— Start of Stored records —

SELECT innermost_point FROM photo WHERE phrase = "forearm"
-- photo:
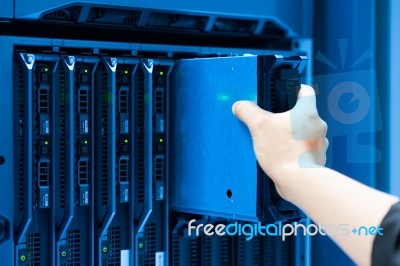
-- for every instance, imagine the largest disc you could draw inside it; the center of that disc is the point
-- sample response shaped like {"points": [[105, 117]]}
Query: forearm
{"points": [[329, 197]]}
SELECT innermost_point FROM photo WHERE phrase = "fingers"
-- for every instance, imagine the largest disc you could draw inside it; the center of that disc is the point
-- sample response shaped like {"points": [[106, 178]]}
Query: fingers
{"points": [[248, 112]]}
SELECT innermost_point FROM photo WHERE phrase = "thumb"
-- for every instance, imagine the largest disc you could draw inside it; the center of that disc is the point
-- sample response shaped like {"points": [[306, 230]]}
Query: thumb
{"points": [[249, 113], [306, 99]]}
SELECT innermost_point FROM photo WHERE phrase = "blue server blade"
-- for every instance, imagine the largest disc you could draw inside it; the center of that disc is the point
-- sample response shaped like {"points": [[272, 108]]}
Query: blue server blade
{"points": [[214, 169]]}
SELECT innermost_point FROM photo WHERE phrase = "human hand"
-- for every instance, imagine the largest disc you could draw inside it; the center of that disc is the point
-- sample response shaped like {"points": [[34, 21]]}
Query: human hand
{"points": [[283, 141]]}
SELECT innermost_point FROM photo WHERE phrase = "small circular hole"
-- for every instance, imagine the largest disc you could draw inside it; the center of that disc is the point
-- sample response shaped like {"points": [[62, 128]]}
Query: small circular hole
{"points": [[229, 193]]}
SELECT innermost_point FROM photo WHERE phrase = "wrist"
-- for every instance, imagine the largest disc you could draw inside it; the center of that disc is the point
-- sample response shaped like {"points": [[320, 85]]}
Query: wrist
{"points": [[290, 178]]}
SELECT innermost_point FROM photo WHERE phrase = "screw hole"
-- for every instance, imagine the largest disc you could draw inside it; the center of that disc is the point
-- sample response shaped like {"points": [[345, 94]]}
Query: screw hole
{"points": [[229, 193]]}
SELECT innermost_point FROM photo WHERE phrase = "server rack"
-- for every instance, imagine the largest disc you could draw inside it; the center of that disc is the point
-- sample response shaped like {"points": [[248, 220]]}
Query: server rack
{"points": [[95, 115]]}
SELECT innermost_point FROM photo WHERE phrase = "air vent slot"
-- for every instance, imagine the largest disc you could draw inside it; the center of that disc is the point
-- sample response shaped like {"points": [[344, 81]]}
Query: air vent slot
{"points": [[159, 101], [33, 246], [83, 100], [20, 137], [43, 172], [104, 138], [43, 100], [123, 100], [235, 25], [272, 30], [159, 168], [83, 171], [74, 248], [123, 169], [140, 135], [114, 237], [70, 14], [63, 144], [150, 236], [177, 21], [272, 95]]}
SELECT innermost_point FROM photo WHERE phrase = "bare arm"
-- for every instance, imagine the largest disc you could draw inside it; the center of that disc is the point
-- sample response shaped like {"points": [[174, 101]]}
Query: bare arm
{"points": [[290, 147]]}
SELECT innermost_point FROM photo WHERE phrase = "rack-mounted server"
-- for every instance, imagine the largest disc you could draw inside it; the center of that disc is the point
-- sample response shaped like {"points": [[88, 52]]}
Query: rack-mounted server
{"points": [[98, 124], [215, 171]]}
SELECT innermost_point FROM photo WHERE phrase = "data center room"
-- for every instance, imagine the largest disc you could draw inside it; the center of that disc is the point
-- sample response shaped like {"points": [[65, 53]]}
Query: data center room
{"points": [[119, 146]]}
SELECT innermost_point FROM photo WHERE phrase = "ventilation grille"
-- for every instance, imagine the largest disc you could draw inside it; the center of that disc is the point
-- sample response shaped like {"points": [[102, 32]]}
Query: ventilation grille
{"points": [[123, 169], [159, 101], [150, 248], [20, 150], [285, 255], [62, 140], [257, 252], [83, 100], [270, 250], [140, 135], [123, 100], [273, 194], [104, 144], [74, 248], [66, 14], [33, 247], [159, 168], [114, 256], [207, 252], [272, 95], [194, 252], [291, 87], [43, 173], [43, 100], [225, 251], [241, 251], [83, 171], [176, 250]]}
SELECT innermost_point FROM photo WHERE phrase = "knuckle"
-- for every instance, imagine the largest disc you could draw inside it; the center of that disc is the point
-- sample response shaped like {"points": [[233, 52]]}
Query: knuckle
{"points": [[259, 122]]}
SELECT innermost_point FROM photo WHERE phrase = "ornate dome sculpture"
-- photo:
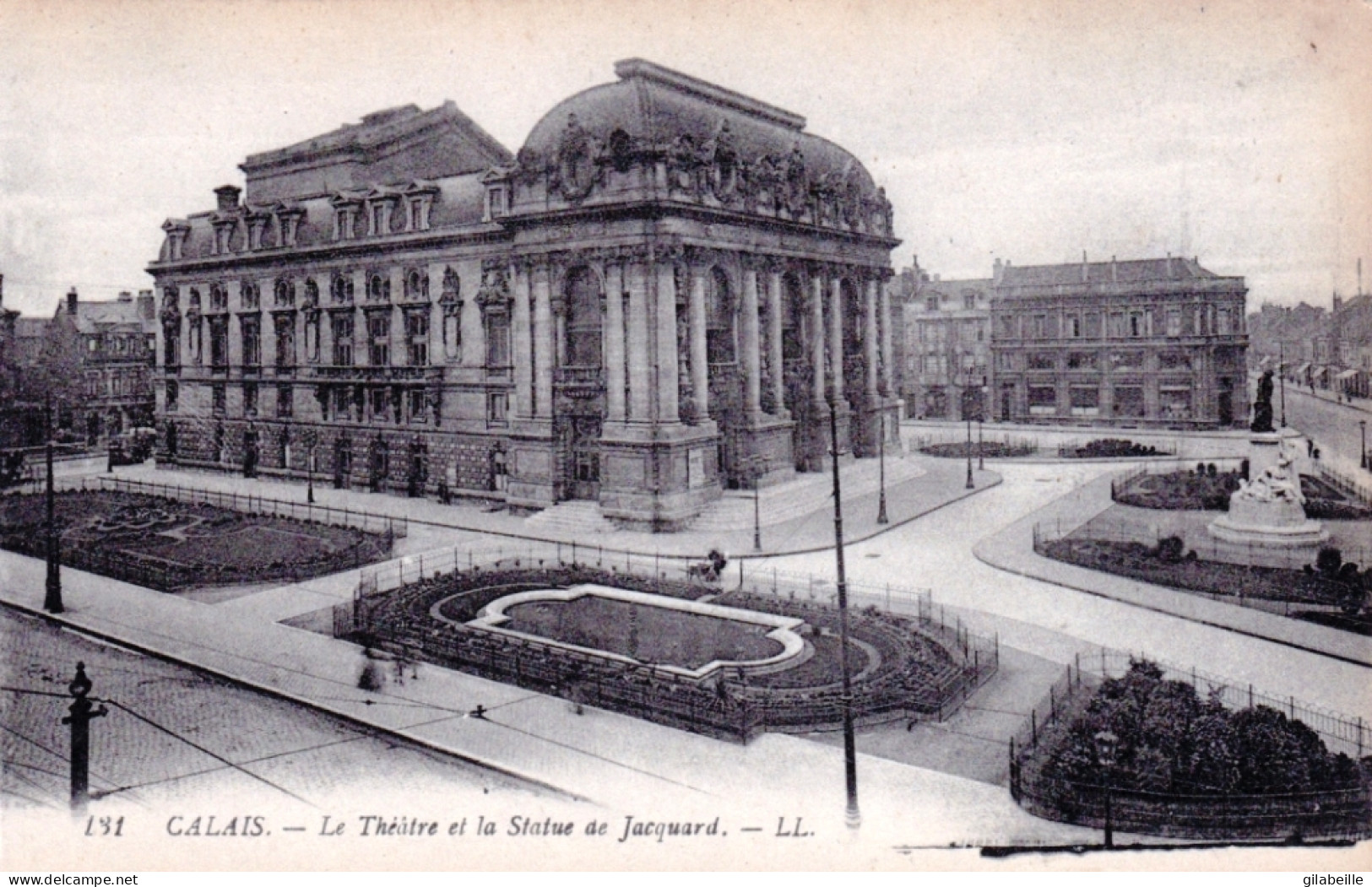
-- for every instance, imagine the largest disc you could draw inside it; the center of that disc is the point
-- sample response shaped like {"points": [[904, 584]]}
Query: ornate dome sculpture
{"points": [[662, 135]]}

— End of Stored records —
— Start of Stored records —

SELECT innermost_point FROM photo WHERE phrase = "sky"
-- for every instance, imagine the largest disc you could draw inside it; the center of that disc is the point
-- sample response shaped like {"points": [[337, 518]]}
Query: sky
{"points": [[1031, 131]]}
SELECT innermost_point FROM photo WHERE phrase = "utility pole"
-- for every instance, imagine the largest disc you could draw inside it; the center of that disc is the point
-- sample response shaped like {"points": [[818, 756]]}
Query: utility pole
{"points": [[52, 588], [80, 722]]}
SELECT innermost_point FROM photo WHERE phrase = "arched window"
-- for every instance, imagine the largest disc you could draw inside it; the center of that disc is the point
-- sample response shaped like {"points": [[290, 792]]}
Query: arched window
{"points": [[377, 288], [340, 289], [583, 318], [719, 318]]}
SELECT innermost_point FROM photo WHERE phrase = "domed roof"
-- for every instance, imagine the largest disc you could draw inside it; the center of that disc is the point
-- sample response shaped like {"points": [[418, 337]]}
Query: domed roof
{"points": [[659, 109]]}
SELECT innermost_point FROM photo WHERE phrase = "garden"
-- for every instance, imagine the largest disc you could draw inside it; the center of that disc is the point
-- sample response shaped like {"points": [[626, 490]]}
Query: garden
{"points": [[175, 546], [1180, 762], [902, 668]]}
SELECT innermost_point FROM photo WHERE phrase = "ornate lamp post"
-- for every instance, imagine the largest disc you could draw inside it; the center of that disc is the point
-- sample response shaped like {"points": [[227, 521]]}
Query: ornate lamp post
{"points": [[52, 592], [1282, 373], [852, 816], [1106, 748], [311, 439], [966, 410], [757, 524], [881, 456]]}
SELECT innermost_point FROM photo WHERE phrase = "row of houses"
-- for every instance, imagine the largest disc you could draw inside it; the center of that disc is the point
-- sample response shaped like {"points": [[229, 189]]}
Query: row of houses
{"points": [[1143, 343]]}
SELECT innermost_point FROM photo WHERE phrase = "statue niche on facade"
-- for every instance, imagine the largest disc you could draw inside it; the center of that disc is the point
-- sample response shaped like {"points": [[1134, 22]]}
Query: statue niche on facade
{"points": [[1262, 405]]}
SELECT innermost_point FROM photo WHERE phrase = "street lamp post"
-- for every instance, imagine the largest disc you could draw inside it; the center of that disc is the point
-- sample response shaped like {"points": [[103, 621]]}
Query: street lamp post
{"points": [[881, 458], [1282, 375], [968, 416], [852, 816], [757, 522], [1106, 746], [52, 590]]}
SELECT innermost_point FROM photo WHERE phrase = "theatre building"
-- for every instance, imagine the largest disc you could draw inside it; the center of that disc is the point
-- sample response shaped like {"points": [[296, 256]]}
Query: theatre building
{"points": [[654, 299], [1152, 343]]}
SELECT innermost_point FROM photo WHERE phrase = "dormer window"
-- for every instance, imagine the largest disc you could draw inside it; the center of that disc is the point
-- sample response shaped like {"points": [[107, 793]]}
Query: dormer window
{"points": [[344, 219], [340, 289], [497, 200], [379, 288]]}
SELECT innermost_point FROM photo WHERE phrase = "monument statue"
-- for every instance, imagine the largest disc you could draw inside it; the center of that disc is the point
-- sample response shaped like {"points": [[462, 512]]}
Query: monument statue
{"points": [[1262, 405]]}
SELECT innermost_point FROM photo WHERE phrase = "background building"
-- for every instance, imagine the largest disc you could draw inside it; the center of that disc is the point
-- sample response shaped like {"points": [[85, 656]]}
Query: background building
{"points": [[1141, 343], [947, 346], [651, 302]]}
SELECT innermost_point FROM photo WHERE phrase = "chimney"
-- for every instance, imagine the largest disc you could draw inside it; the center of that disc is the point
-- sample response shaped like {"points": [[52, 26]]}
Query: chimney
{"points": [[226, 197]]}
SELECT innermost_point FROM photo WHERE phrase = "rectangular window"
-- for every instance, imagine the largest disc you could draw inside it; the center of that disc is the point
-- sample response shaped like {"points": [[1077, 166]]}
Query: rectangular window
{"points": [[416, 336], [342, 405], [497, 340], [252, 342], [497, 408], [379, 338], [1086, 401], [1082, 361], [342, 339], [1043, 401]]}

— End of Stored records —

## [Exercise brief]
Show every line of the records above that contains the word "wrist", copying each one in full.

## [Answer to the problem]
SELECT innermost_point FROM photo WHERE phrase = "wrist"
Query: wrist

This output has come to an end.